「稀代の変哲」とも称され、水曜日のカンパネラ・コムアイなどからも称賛を得るミュージシャン、清水煩悩が対談連載企画『煩算』をスタート。
音楽家、囲碁インストラクター、武蔵野美術大学職員、一橋大学社会学研究科 博士号課程、僧侶、芸術家、俳優、ラジオパーソナリティーといった様々なジャンルの「巷の人」をゲストに迎えつつ、足したり引いたり掛けたり割れたりしながらトークを展開。
来年リリース予定の3rdアルバムやミュージック・ビデオへと繋がるであろう本企画。
清水煩悩が、何を誰と語り合うのか、CAMPFIREで開始された150万円クラウドファンディングと合わせて、是非とも注目してほしい。
2019年12月10日をもち終了した、清水煩悩クラウドファンディング。述べ100名から50万円以上の資金が集まった。
クラウドファンディング終了後も続くこの対談企画『煩算』。第8弾は先日オープンされた渋谷PARCOで収録。本対談の掲載メディアであるradioDTMからラジオパーソナリティー・佐藤ナウを招き、「インディペンデントのあり方」「Spotifyへの参入・撤退」「社会との距離感」から問題と共に生きていくことを考える。
『煩算』第8弾、お楽しみくださいませ。
「ただのバカか天才か」
-二人が初めて会ったのは?
ナウ:radioDTMで、新曲を持ってきてもらう企画「新曲もってこい」をやっていたんですよね。応募形式で、送ってもらった楽曲に対して僕がファーストインプレッションで感想を言いまくるっていう企画だったんです。そこで、煩悩君が『シャラボンボン』を送ってくれて。結果的に、その時の大賞に選ばせてもらった。
煩悩:いえーい!
ナウ:そのご褒美が、radioDTMに出演できるっていうものだったんです。
煩悩:それが2018年の5月、初対面。
ナウ:『シャラボンボン』が番組に送られてきた段階ではまだ「こいつ、誰だ?」っていう感じで。でも結局、ラジオに呼びたくなる人って会いたいかどうかがすごく大事。その意味で、めちゃくちゃ気になった。
たまにラジオでも言うんですけど、「ただのバカか天才か」の紙一重感というか。ただのバカっていうのは言い方が悪いですけど、天然なのか、緻密に考えた上でやってるのかだと思うんです。楽曲を聴いた段階では、どっちかわからなかったんですよね。それが気になった一番の理由。
あとは、歌詞に固有名詞が結構入ってたと思うんだけど、琴線にひっかかりがちなワードだったのかな。この人は音楽好きなんだろうなって。
煩悩:コーナー名の「新曲もってこい!」の文字を見て、「もってこい」がひらがなだったんよね。あれが漢字とかやと、多分送ってない。そのポップさっていうか、学校の宿題みたいな感じで新曲送っていいなら面白いなあって思って。それを思った時に『シャラボンボン』を送ろうって思った。大賞はとると思ってた(笑)。

*データ項目*.
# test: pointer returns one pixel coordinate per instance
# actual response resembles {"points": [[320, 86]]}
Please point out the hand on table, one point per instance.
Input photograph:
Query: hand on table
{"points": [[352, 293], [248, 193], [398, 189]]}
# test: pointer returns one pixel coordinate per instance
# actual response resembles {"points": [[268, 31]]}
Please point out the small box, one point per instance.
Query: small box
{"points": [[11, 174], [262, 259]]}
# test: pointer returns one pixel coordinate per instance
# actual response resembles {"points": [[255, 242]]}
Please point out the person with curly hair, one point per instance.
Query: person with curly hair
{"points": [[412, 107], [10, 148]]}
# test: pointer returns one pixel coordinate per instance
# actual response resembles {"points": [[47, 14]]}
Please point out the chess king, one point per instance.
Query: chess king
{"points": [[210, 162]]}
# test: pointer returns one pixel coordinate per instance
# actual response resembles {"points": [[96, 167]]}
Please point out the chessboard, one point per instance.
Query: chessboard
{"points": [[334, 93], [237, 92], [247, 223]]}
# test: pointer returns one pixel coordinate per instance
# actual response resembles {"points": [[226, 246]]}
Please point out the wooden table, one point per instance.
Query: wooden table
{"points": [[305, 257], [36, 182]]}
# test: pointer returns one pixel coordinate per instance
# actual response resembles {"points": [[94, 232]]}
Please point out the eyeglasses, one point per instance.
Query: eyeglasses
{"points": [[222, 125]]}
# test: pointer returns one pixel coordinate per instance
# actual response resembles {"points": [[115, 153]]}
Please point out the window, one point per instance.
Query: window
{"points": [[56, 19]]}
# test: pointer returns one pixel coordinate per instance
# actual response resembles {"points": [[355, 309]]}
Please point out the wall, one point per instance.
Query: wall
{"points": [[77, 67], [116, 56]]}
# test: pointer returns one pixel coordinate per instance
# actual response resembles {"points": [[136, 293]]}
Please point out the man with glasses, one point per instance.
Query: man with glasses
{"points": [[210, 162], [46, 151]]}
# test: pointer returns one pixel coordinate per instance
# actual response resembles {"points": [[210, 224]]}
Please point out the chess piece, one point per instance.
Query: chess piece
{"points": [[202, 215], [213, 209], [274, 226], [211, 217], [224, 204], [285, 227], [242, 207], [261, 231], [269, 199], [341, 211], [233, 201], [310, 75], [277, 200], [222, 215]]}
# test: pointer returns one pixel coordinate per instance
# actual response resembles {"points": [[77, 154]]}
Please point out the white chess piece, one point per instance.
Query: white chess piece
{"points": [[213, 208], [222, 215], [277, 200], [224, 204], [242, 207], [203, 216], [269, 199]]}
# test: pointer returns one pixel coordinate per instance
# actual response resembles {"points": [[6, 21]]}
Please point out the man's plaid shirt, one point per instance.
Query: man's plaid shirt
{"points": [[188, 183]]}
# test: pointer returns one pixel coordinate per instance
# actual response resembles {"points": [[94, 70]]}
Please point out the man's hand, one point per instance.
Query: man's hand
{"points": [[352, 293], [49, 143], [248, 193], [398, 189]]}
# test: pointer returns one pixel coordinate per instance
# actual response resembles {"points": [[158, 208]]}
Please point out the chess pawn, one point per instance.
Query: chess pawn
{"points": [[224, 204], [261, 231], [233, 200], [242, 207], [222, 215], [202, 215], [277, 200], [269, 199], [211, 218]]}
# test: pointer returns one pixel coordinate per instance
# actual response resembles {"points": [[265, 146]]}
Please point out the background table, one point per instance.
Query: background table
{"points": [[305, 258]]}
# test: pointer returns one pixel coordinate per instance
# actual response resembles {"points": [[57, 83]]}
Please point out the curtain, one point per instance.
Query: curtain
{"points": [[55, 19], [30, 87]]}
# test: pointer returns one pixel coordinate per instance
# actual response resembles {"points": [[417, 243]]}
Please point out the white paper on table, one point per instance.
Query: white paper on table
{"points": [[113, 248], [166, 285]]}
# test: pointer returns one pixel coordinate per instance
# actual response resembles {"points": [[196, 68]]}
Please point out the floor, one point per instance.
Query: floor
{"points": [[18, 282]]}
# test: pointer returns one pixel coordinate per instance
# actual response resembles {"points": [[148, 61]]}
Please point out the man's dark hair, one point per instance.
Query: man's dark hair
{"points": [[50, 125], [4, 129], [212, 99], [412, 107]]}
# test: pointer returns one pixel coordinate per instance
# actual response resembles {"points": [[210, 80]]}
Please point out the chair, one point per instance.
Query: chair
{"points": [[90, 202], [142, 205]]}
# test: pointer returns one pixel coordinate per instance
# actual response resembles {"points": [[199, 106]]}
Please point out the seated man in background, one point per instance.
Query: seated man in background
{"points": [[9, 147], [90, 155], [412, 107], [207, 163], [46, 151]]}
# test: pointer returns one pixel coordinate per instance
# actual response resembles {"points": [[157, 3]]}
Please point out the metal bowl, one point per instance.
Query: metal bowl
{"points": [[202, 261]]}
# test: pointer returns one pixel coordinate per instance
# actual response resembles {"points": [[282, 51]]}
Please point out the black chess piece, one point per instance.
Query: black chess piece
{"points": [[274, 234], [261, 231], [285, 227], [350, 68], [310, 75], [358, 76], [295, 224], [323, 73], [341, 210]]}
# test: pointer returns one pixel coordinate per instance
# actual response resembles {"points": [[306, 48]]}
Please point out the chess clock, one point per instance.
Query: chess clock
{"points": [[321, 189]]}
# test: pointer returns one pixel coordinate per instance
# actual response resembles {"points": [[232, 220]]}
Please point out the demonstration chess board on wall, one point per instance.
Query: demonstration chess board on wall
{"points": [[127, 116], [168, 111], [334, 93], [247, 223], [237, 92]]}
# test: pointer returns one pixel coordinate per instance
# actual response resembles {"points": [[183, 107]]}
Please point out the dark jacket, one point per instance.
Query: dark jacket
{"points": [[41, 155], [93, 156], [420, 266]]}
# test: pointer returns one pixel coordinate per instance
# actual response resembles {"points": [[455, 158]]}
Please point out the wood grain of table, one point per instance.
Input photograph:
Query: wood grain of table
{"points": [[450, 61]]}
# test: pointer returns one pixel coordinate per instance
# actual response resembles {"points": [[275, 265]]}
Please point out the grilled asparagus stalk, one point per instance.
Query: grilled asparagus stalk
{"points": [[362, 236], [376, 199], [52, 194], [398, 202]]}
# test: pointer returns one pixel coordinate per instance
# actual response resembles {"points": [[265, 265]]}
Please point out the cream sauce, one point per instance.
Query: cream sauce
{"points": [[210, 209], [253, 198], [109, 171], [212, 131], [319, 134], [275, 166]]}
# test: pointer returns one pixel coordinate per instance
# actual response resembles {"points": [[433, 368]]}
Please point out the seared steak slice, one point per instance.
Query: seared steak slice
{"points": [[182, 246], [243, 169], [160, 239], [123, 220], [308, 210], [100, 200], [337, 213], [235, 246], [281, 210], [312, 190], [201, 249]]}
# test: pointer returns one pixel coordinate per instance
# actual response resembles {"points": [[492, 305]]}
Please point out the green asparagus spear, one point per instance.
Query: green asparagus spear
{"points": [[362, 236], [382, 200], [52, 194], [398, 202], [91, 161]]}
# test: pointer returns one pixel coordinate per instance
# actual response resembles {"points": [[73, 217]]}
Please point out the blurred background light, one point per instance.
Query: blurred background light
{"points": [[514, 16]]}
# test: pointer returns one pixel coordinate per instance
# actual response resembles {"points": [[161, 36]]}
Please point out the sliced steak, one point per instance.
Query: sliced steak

--

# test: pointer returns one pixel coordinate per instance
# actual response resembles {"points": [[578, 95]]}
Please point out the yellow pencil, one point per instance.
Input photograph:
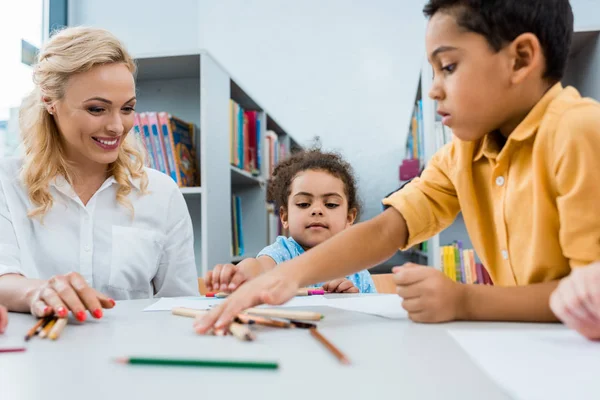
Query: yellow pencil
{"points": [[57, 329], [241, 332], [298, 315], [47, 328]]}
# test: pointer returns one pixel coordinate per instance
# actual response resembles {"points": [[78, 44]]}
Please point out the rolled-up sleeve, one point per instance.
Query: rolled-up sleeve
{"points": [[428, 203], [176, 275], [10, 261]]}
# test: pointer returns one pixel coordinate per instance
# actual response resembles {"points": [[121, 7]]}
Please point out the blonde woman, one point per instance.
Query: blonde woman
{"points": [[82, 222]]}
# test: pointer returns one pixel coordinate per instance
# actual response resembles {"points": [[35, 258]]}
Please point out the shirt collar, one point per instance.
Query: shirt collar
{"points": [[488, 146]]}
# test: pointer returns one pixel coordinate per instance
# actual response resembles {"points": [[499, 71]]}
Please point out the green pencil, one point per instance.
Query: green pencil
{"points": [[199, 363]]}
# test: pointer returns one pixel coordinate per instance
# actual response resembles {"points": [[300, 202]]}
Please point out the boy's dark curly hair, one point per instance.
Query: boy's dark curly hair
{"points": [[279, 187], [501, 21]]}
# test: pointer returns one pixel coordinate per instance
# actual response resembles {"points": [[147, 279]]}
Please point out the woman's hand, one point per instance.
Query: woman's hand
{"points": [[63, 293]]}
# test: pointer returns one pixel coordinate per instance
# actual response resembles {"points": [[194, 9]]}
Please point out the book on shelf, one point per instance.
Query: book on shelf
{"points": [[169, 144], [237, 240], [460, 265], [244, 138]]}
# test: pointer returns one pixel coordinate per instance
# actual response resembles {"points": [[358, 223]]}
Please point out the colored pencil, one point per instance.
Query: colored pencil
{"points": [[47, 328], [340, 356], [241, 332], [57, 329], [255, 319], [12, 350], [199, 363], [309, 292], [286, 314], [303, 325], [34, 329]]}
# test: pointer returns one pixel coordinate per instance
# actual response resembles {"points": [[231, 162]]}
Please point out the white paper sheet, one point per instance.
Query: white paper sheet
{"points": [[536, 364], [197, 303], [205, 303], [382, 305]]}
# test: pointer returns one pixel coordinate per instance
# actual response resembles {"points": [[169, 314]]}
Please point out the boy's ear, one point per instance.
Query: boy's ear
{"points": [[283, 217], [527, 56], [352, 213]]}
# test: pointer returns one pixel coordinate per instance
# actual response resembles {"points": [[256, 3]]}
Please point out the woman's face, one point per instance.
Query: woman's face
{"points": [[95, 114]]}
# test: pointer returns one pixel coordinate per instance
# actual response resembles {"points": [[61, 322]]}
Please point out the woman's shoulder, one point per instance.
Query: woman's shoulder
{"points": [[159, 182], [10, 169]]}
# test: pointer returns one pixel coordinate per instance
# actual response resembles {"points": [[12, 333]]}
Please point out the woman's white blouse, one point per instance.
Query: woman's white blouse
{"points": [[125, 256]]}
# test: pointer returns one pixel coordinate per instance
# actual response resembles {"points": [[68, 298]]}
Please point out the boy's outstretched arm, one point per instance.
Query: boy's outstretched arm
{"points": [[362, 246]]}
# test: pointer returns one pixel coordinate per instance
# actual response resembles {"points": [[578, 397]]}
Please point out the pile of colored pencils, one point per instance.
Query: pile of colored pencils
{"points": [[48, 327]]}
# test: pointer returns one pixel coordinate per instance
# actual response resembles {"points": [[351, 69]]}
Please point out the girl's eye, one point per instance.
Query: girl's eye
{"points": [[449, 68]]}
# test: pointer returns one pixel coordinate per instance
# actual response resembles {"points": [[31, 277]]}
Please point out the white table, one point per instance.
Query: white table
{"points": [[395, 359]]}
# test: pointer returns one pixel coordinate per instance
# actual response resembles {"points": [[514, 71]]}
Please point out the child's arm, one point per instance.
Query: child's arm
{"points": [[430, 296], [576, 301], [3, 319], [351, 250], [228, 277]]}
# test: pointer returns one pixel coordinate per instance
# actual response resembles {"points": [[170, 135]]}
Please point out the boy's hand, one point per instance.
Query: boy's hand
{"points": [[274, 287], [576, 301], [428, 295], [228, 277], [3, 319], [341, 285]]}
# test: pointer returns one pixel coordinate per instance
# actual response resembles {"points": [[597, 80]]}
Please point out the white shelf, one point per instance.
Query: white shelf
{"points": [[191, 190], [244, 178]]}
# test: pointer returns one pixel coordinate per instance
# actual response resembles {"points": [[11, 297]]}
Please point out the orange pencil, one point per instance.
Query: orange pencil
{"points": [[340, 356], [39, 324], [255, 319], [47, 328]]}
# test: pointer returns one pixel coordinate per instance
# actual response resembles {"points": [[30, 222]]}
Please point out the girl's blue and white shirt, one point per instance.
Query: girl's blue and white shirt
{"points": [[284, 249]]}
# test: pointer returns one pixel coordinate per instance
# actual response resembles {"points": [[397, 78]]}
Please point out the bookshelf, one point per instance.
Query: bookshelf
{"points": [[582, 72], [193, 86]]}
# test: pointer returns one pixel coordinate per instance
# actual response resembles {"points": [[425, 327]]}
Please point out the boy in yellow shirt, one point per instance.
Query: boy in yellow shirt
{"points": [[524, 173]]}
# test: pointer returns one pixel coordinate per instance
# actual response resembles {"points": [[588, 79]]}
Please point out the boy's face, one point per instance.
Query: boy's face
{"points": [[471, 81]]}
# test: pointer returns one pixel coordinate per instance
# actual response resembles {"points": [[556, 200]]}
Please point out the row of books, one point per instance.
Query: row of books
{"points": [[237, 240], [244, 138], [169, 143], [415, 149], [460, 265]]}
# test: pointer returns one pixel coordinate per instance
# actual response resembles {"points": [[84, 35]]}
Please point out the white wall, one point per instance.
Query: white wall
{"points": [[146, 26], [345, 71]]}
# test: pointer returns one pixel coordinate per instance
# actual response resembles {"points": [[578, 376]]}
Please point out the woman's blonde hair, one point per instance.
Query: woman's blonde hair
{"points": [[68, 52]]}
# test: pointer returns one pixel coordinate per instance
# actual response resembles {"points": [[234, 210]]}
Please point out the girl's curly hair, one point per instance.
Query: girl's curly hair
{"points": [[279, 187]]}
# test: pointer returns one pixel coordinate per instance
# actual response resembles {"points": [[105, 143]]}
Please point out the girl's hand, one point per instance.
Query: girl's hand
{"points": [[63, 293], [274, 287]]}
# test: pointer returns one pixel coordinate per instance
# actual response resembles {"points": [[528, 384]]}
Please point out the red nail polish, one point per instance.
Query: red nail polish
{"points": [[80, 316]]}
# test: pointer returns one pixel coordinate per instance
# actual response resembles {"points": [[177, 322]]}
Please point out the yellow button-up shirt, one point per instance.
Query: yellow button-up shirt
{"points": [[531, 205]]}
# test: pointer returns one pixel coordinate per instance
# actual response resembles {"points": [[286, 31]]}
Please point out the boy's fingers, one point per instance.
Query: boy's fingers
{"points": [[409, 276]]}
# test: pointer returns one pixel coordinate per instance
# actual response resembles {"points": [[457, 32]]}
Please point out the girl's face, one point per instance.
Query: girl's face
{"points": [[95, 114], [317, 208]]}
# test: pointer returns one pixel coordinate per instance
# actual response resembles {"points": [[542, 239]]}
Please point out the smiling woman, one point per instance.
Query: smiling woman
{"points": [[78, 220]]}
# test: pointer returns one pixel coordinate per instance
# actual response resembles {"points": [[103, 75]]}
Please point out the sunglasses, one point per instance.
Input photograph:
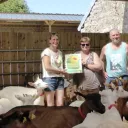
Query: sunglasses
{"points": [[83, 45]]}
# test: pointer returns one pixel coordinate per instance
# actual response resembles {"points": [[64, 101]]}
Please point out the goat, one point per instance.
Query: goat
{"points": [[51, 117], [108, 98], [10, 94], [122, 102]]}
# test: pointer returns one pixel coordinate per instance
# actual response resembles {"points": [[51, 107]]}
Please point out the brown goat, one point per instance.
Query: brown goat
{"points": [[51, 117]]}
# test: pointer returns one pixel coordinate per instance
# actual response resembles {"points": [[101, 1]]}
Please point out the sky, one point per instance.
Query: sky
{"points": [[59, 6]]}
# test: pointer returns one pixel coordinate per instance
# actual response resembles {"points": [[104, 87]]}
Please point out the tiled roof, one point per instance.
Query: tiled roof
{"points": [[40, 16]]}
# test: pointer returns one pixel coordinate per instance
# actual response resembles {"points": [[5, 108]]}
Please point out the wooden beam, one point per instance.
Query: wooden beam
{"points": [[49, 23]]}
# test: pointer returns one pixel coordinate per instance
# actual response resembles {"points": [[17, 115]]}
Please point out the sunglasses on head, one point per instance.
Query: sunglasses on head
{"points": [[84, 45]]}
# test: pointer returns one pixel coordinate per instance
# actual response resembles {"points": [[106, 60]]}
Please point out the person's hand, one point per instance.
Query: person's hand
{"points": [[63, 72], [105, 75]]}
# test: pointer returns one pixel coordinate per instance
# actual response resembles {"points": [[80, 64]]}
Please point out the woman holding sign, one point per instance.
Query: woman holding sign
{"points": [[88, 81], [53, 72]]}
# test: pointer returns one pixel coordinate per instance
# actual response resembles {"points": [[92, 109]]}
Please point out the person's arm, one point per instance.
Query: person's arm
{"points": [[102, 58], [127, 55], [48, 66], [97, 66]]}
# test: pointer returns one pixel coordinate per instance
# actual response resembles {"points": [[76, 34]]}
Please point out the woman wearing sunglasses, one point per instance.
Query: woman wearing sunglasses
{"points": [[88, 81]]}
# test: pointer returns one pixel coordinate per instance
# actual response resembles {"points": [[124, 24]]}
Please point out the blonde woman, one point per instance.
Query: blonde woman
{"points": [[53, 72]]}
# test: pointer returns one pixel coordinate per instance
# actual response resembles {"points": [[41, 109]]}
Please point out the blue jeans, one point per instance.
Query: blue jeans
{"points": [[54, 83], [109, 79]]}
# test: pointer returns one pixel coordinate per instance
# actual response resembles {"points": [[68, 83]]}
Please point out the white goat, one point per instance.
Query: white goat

*指示*. 清水煩悩と佐藤ナウの対談記事を、最後に示された発言の次から書き継いでください。

*最終回答*.
ナウ:腹立つなぁ(笑)。
煩悩:あの企画、季節ごとにやってたじゃないですか。いくつか聴いておもしろい音楽がたくさんあったんやけど、僕みたいな音楽は無かったんです。だから、「これは新しい椅子を持っていけるな」と。そういう意味では、大賞とるか二度と会わないかどっちかやなって感じでした。僕がやってるようなことをめっちゃ好きか、めっちゃ嫌いかのどっちかやろうなって。
ナウ:なるほどね。
煩悩:それで大賞もらって、「なるほどなあ」って思った。
ナウ:感覚としては近いかもしれないです。僕もどっちかわからなかったから。”めっちゃ好きかめっちゃ嫌いか”っていう表現とまさに合ってて、会ってみて「やっぱり違ったな」っていうのもあり得たかも。
煩悩:会った時のこと未だに覚えてる。駅で待ち合わせやったんやけど、向こうからナウさん一派がONEPIECEのキャラクターみたいに歩いてきて、ナウさんのサイズ感も相まって、最初の印象は「うわー、でけぇー」みたいな、完全にその、見た目の印象が大きかった。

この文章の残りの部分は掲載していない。